# DATA SHOWN:

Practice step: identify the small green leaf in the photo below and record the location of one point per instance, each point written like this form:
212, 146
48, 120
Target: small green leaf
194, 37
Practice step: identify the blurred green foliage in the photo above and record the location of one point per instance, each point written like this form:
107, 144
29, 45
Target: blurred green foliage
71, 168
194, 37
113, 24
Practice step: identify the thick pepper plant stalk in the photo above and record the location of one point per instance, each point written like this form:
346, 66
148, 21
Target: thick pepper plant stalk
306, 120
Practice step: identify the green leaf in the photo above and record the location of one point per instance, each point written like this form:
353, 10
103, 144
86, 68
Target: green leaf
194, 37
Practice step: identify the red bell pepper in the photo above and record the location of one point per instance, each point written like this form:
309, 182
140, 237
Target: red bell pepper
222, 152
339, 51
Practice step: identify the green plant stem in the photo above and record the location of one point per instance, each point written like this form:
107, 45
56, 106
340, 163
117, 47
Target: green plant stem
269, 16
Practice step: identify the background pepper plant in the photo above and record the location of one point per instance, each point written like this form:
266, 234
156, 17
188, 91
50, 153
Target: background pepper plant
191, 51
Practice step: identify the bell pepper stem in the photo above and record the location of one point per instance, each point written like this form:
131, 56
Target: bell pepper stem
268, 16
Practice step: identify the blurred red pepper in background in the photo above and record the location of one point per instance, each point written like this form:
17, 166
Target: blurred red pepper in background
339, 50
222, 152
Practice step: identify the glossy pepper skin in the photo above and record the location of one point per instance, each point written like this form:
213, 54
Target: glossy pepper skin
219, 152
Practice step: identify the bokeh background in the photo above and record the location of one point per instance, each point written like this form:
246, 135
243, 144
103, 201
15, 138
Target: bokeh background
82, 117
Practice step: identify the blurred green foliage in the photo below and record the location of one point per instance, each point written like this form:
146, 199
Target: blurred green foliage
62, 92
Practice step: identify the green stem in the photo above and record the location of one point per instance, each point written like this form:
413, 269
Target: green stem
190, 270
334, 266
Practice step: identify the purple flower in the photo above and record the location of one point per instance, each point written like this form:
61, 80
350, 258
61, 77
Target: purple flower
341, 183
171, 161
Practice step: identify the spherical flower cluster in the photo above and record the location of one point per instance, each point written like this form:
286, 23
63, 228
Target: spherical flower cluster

# TASK TO COMPLETE:
Return the whole listing exactly, with every line included.

# SOLUTION:
Practice step: identify the small green leaf in the photo below and record the location of one point per instance, each point written like this form:
212, 146
48, 120
Target: small green leaf
194, 37
Practice step: identify the blurred green foliage in the photo above and record the location of one point per instance, each point written like this form:
107, 144
29, 45
Target: blurred green foliage
71, 168
194, 37
113, 24
Practice step: identify the thick pepper plant stalk in the photo above and record the location of one point per instance, each point written like this form:
346, 66
148, 21
Target: thick pepper plant stalk
306, 120
Practice step: identify the green leaf in the photo above and record the location of one point per instance, each point written like this form:
353, 10
103, 144
86, 68
Target: green leaf
194, 37
Practice step: identify the red bell pepper in the photo above and record the location of one point per instance, each point written like this form:
309, 182
140, 237
Target: red bell pepper
222, 152
339, 51
Practice step: identify the green plant stem in the photo above and record the location of one point per instance, each point written like this form:
107, 45
56, 106
340, 163
117, 47
Target: green plant stem
269, 16
Practice step: identify the background pepper plant in the photo above and record the location of one point per instance, each point written like this form:
266, 234
156, 17
188, 91
50, 153
Target: background pepper plant
191, 51
Practice step: identify the bell pepper stem in the photo above and record the location of one point per instance, each point written like this form:
131, 56
Target: bell pepper stem
268, 16
Practice step: identify the blurred red pepper in background in the photo above and record the location of one point per instance, each point written like this form:
17, 166
Target: blurred red pepper in background
339, 50
222, 152
Practice step: identify the glossy pepper skin in the photo above and record the location of one point per instance, each point written like this form:
213, 54
Target: glossy pepper skin
219, 152
Practice step: identify the bokeh background in the photo above and record the location of one point per instance, each point written like this form:
246, 135
243, 144
103, 201
15, 138
Target: bokeh background
82, 117
Practice step: identify the blurred green foliage in the photo below and record the location of one point per instance, each point written like this form:
146, 199
Target: blurred green foliage
62, 92
Practice step: identify the green stem in the photo above and record the location of one point per instance, each point written like this form:
413, 269
Target: green stem
190, 270
334, 266
Practice step: identify the purple flower in the photo above and record the location of one point per instance, each point written like this form:
61, 80
350, 258
61, 77
Target: purple flower
341, 183
171, 161
Practice step: identify the spherical flower cluster in the photo above and record the location of one point per instance, each point written like this form:
286, 23
63, 228
Target: spherical flower cluster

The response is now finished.